Directions for this task: Print all of the data exactly, with no line missing.

=-=-=-=-=

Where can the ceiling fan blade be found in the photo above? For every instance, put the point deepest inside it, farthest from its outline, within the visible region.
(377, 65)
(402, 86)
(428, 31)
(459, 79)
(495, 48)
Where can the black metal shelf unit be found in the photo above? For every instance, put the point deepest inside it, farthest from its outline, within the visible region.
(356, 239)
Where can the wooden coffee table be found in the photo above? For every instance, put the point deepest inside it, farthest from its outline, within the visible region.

=-=-=-=-=

Exercise output:
Where can the ceiling fan blade be found in the photo above? For every instance, put the point deepest inside it, farthest from its outline, within the visible region.
(377, 65)
(402, 86)
(428, 31)
(459, 79)
(495, 48)
Where can the black metal shelf unit be found in the photo above? For every instance, put the point deepest inside it, farthest from its outline, within the visible region.
(356, 239)
Where can the wooden coffee table be found in the photo above? For every instance, put the point deepest inside it, farthest from its outline, within the visible region.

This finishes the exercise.